Studi Islam di Banten Masa Kolonial: Antara Ilmu Pengetahuan dan Catatan Spionase

Sumber Gambar :
Guru Besar Kajian Islam di Asia Tenggara Prof Nico J.G Captain memaparkan materi pada diskusi “Research on Islam in Indonesia” di Untirta, Selasa (2/7).

Permulaan studi keislaman di Banten tidak lepas dari praktik kolonialisme. Literaturnya tumbuh dalam bingkai akademik sekaligus catatan spionase yang menjadi rujukan kebijakan pemerintah kolonial.

“Penelitian tentang studi Indonesia dan keislaman masih didominasi oleh peneliti-peneliti Belanda,” kata guru besar kajian Islam di Asia Tenggara pada Universitas Leiden, Belanda, Profesor Nico J.G Captain, pada diskusi publik bertajuk ‘Research on Islam in Indonesia’ di Aula Untirta pada Selasa (2/7) lalu.

Pada diskusi yang diinisiasi Perkumpulan Urang Banten (PUB), Prof Nico lantas menyebut beberapa nama peneliti Belanda. Salah satunya, Christiaan Snouck Hurgronje, sosok peneliti yang dinilainya paling berpengaruh pada masanya. “Snouck merupakan tokoh penting yang telah mencatat berbagai peristiwa di Indonesia pada masa kolonial,” kata Prof Nico.

Sosok yang meraih gelar doktor pada usianya baru 23 tahun itu, dinilai Prof Nico penuh inspiratif sekaligus kontroversial. Penelitian yang dilakukan Snouck tentang Islam di Indonesia (dulu Hindia Belanda) juga Aceh, tak hanya sekadar untuk kepentingan akademik. Ia juga melakukan peran ganda sebagai agen rahasia atau spionase Belanda.

Peran itu dilakukan tidak lepas dari tugasnya sebagai penasihat khusus  pemerintah kolonial Belanda untuk wilayah jajahan. Peran tersebut diakui  Snouck dalam surat-suratnya kepada sahabatnya yang dikutip Prof Nico.

Dalam paparan makalahnya, Prof Nico dengan gamblang menulis sepenggal tulisan yang menjadi bukti peran spionase Snouck. “Penelitian Snouck tidak hanya pendekatan wacana pengetahuan an sich, namun lebih praktis sebagai laporan untuk bahan pertimbangan kolonial di bumi jajahan,” kata Prof Nico.

Selama di Indonesia, hampir 1.400 makalah tentang situasi dan posisi Islam di Hindia Belanda serta pada layanan sipil kolonial yang ditulis Snouck. Catatan tersebut di dalamnya terekam pandangan hidup, praktik ibadah, strata sosial hingga lokal kultur masyarakat Banten. Baik yang ada di dalam Banten maupun yang berdiaspora di luar Banten.

Terlebih, pria kelahiran 8 Februari 1857 ini mampu membangun kedekatan khusus dengan para ulama. Sekira tahun 1809, ia hampir 10 hari tinggal di Menes, di Cilegon, dan beberapa daerah lain untuk menulis tentang kehidupan pesantren.

Catatannya kelak dikenal dengan buku berjudul Pesantren Report. Buku itu hasil catatannya yang berkolaborasi dengan tokoh agama dan petinggi agama setempat. Hampir setiap hari tak kurang 10 halaman Snouck menulis pengamatannya.

> [Tugas]:
Tuliskan lanjutan teks tentang studi Islam di Banten pada masa kolonial di atas, dimulai tepat setelah kalimat terakhirnya.

> [Cuplikan Data]:
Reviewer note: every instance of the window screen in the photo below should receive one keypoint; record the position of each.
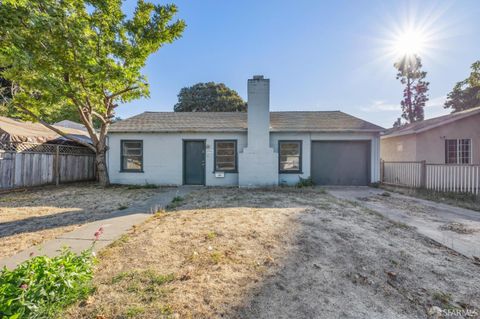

> [Jawaban Tugas]:
Salah satu ulama yang menjadi ulasan khususnya adalah Syekh Nawawi Albantani. Snouck pun melakukan pengawasan sekaligus penelitian khusus tentang sosok asal Kecamatan Tanara, Serang, yang menjadi guru ulama-ulama di Nusantara itu.

Menyamar dengan nama Haji Abdul Ghofur, ia tinggal berseberangan dengan rumah Syekh Nawawi di Suq al-Lail, Syi’ib Ali. Rumah yang sekira, 500 meter dari kompleks Masjidil Haram yang menjadi tempat tinggal sekaligus tempat 200 murid-murid Syekh Nawawi belajar.

Selama mengintai ulama penulis 40 kitab itu pun berhasil membukukan dan menjadi buku paling fenomenal dengan judul ‘Mekka In The Latter Part of The 19th Century: Daily Life, Customs and Learning The Moeslims of the East  Indian Archepelago.’ Tidak hanya mengulas pribadi Syekh Nawawi, pada buku yang diterbitkan Leyden: Late E.J. Brill ini juga mengulas gelombang haji dari Banten dan daerah Hindia Belanda lainnya.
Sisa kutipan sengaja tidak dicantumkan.